§ **Your goal**: Please reproduce every entry below without omitting a single line.

· · · · · · ·

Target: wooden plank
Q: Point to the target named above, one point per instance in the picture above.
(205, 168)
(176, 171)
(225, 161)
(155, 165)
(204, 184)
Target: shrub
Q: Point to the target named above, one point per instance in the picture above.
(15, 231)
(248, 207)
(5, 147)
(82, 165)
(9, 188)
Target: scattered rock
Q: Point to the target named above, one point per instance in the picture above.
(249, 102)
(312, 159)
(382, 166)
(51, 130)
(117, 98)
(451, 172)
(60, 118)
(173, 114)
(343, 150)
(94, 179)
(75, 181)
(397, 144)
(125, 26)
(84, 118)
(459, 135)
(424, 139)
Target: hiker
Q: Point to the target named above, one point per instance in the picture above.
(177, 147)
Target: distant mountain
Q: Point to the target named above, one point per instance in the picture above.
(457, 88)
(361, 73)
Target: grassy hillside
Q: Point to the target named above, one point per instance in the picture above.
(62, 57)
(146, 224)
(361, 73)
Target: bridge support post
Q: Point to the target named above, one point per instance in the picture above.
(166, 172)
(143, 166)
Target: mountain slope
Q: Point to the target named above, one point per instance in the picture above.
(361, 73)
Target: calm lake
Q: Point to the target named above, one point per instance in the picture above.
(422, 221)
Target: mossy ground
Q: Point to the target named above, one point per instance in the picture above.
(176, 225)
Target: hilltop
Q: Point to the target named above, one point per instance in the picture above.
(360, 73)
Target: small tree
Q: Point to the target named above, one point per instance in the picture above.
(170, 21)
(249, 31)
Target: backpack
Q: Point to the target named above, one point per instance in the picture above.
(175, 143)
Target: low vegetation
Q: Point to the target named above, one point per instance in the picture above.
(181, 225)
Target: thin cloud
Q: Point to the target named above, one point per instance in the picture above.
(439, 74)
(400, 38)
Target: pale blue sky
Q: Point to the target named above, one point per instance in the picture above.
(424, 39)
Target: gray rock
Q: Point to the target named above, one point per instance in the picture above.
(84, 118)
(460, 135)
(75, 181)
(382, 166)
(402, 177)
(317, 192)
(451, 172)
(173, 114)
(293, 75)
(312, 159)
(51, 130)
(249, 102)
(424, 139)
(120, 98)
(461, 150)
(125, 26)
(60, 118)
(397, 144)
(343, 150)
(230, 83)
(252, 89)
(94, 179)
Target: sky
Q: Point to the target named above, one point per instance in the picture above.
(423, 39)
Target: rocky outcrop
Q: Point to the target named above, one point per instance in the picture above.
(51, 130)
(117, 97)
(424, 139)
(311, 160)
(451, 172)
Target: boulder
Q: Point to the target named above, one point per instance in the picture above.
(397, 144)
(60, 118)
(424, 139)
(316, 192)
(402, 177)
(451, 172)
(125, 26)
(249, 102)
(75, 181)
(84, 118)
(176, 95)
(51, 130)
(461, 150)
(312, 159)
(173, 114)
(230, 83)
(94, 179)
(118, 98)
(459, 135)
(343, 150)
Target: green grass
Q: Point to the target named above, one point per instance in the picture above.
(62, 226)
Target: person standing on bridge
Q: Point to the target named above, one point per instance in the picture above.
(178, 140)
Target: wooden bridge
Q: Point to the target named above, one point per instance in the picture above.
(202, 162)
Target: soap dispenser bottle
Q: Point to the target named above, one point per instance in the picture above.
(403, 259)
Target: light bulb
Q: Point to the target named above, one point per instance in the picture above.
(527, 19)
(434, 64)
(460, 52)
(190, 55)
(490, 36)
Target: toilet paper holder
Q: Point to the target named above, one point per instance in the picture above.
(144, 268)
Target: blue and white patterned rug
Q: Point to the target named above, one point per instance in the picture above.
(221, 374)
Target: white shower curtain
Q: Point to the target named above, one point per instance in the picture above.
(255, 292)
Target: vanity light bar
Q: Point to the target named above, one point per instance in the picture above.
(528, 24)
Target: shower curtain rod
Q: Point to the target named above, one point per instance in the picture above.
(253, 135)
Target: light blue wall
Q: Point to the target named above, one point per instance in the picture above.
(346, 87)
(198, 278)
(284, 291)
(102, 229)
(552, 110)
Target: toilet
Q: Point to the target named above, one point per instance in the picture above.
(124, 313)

· · · · · · ·

§ **Response to this exercise**:
Target: wooden plank
Q: Point to the target named above, one point per instance in the picture above.
(205, 168)
(176, 171)
(225, 161)
(155, 165)
(204, 184)
Target: shrub
Q: Point to the target named above, one point per instance in the picture above.
(15, 231)
(248, 207)
(5, 147)
(82, 165)
(9, 188)
Target: scattered rock
Q: Point to the target named above, one point per instance in the picture above.
(249, 102)
(312, 159)
(382, 166)
(51, 130)
(117, 98)
(451, 172)
(60, 118)
(173, 114)
(343, 150)
(94, 179)
(75, 181)
(397, 144)
(125, 26)
(84, 118)
(459, 135)
(424, 139)
Target: hiker
Q: Point to the target named above, one point per instance in the picture above.
(177, 147)
Target: distant mountain
Q: Point to the target named above, one point per instance in the picture above.
(457, 88)
(361, 73)
Target: grassy hillside
Q: Point to the target named above, one point per instance in the picture above.
(62, 57)
(146, 224)
(361, 73)
Target: bridge support post
Q: Point to the target named above, one point per instance in the picture above.
(166, 172)
(143, 166)
Target: mountain slope
Q: Point to the target named above, one point per instance in the picture above.
(361, 73)
Target: calm lake
Q: Point to the target named above, one point per instance in the picture above.
(422, 221)
Target: mossy ground
Q: Point to the target named above, one point per instance in the picture above.
(176, 225)
Target: hilltop
Q: Point to the target named above, one point per instance in the picture above.
(360, 73)
Target: small tree
Q: Point to the target named above, one point per instance in the picture above.
(170, 21)
(249, 31)
Target: backpack
Q: Point to the target named above, one point per instance in the picture above.
(175, 143)
Target: low vegetation
Q: Point to the target named above, one point per instance in the picture above.
(181, 225)
Target: thin cloud
Q: Point to the target named above, one point per instance in the picture above.
(439, 74)
(400, 38)
Target: pale blue sky
Q: Point to the target named above, one point per instance in the picture above.
(424, 39)
Target: gray rock
Q: Point to the target named above, one point per instance in the picture above.
(84, 118)
(460, 135)
(75, 181)
(382, 166)
(402, 177)
(317, 192)
(451, 172)
(173, 114)
(293, 75)
(312, 159)
(51, 130)
(249, 102)
(424, 139)
(120, 98)
(461, 150)
(125, 26)
(60, 118)
(397, 144)
(343, 150)
(230, 83)
(252, 89)
(94, 179)
Target: sky
Q: Point to the target named above, one point per instance in the picture above.
(423, 39)
Target: rocky outcrop
Q: Point to the target named above, one point per instance in the picture above.
(51, 130)
(117, 97)
(424, 139)
(311, 160)
(451, 172)
Target: boulder
Q: Point to the target named above, one point per instance in the picture above.
(397, 144)
(60, 118)
(424, 139)
(316, 192)
(402, 177)
(451, 172)
(125, 26)
(249, 102)
(75, 181)
(84, 118)
(176, 95)
(51, 130)
(461, 150)
(312, 159)
(173, 114)
(230, 83)
(94, 179)
(118, 98)
(459, 135)
(343, 150)
Target: green grass
Q: Point to the target named above, one point per instance in the picture above.
(62, 226)
Target: person standing on bridge
Q: Point to the target named above, one point per instance in the picture above.
(178, 140)
Target: wooden bridge
Q: Point to the target named above, one point per instance in the picture above.
(202, 162)
Target: soap dispenser bottle
Q: Point to the target named above, one point per instance in the picture above.
(403, 259)
Target: light bulb
Q: Point to the target named above, one point per instance in the picture above.
(527, 19)
(434, 64)
(460, 52)
(190, 55)
(490, 36)
Target: toilet paper holder
Q: Point to the target named above, one point per instance in the picture above.
(144, 268)
Target: blue and white patterned rug
Q: Point to the target named above, one point per instance in the picture above.
(221, 374)
Target: white shower curtain
Q: Point to the target named above, one point per instance in the picture above.
(255, 292)
Target: vanity light bar
Q: Point to the target named above, one point per instance in the picture above.
(528, 24)
Target: shower curtain rod
Q: Point to the target named above, one point per instance in the picture above.
(253, 135)
Target: light blue wall
Q: Point to the target named above, one point per instance in the picture above.
(346, 87)
(198, 278)
(284, 291)
(102, 229)
(552, 110)
Target: toilet
Q: Point to the target named above, one point per instance in the picture above.
(124, 313)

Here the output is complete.